COMPITI DA SVOLGERE:
1) Riassumi in tre frasi il testo sul mito del Labirinto.
2) Scrivi il seguito del testo sul mito del Labirinto dopo la sua ultima frase.

DOCUMENTO:
┄┄┄┄┄┄┄┄┄┄
I serpenti, il toro, la corona
dicevamo.
Secondo il mito, quando Dioniso
trova Arianna piangente sulla spiaggia di Nasso, decide di sposarla e le dona
un diadema che poi viene trasformato nella costellazione della Corona Boreale.
Essa, secondo l’interpretazione di Graves, presiede all’eroe addormentato nello
Spiral Castle o nell’Isola di Vetro come il re Artù dei Celti. Ed ecco che
ritorna il mito solare. Come? Quando il sole sorge nella costellazione del
Cancro si ritrova prigioniero di uno spazio di cielo in cui le stelle sono
disposte come una fitta spirale, come un Labirinto. Il sole ne rimane
prigioniero ed è come morto. Riposa allora in una sede funebre identificata con
la mitica Avalon finché la signora del Labirinto non lo risveglierà dal suo
sonno e lo farà uscire di prigione. Così i Celti, non toccati dal revisionismo
storico degli Ateniesi, ci restituiscono il significato astrale del Labirinto.
Ma il nostro percorso non si
ferma qui.
Nel mito ateniese c’è anche una
danza, detta delle gru o del Labirinto. Una danza a spirale che ricorda appunto
i meandri del Labirinto e ancora oggi sopravvive nel sirtaki. Arianna non è
solo la signora del cielo che libera il sole dalla sua prigione, è anche la
signora degli Inferi, colei che presiede ai cicli di nascita e morte
individuali e universali. Non è un caso che nella tradizione tantrica il
Labirinto è il simbolo del parto, del tortuoso e doloroso percorso del nascituro
nel ventre materno.
Inoltre questo doppio aspetto,
astrale e infero, ci ricorda le sorelle Inanna e Ereshkigal del mito
babilonese. Sorelle ma anche aspetti diversi di una medesima natura. Inanna,
dea della luna, era pura e splendente e, al tempo stesso, dea dell’amore
sensuale, necessario a inaugurare il ciclo della vita. Ereshkigal, al
contrario, era oscura e misteriosa, dea del seme che scompare nel terreno e
ricresce trasformato, dea infera che custodisce il mondo ultraterreno. Questa
coppia divina è legata da un vincolo di parentela difficile da districare con
Nannar o Sin, il dio del Sole. Ancora una volta luna e sole insieme e, molto
probabilmente, almeno al principio, era Nannar a derivare da Inanna. Questo
movimento in su e in giù dei due astri nel cielo viene ancora oggi imitato dal
movimento delle braccia della madre nel cullare il proprio figlio, nel fargli,
appunto, la ninna nanna.
┄┄┄┄┄┄┄┄┄┄
DATI FORNITI:
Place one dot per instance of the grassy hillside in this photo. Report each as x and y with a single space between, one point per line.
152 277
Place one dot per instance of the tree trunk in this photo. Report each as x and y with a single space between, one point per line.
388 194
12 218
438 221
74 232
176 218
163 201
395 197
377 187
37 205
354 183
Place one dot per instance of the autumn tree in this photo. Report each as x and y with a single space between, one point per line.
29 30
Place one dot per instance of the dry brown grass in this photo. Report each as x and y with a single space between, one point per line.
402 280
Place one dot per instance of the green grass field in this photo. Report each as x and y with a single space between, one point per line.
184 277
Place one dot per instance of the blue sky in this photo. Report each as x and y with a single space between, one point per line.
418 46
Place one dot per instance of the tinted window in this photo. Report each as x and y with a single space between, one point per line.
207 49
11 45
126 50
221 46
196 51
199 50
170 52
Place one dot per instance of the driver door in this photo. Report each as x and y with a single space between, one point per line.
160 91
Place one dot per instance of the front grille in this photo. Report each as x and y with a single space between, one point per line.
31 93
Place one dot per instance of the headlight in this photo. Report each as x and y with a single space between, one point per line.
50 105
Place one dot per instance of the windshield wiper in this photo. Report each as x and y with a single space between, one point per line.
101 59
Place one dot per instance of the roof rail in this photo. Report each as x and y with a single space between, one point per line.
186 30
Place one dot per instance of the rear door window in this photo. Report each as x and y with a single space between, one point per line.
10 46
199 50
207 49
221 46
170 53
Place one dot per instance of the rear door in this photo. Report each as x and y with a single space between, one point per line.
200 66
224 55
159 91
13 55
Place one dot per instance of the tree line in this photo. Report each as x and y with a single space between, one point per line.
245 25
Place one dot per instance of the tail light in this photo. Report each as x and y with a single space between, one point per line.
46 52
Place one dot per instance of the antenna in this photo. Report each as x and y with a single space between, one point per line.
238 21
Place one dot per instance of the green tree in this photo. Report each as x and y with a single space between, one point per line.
┄┄┄┄┄┄┄┄┄┄
RISULTATI:
1) Il diadema che Dioniso dona ad Arianna diventa la costellazione della Corona Boreale. Secondo Graves, questa costellazione presiede all'eroe addormentato, mentre il sole che sorge nel Cancro resta prigioniero di una spirale di stelle simile a un Labirinto finché la signora del Labirinto non lo risveglia. Arianna è anche signora degli Inferi, e questo doppio aspetto astrale e infero richiama le sorelle babilonesi Inanna ed Ereshkigal; il moto dei due astri è ancora oggi imitato dalle braccia della madre che culla il figlio.

2)
La sorella oscura è sposa del dio
toro, guarda caso, finché esso non viene ucciso da Gilgamesh. In seguito dividerà
il consorte Dumuzi, dio della vegetazione con Inanna. Un chiaro simbolo del
ciclo della natura. Ancora una volta il linguaggio mitico non si fa
intrappolare. Nell'antichità non c’era una religione agricola o una astrale, i
due aspetti non sono antitetici ma si completano a vicenda.
Ma non abbiamo ancora investigato
su un altro elemento sempre presente nel mito del Labirinto: il filo.
Si tratta dello strumento con cui
Arianna aiuta Teseo a sfuggire ai meandri del Labirinto. Il filo ci rimanda ai
cosiddetti miti tessili. Senza andare lontano, già nella mitologia greca ne
possiamo trovare tre: le Moire, Aracne, la donna ragno, e Penelope.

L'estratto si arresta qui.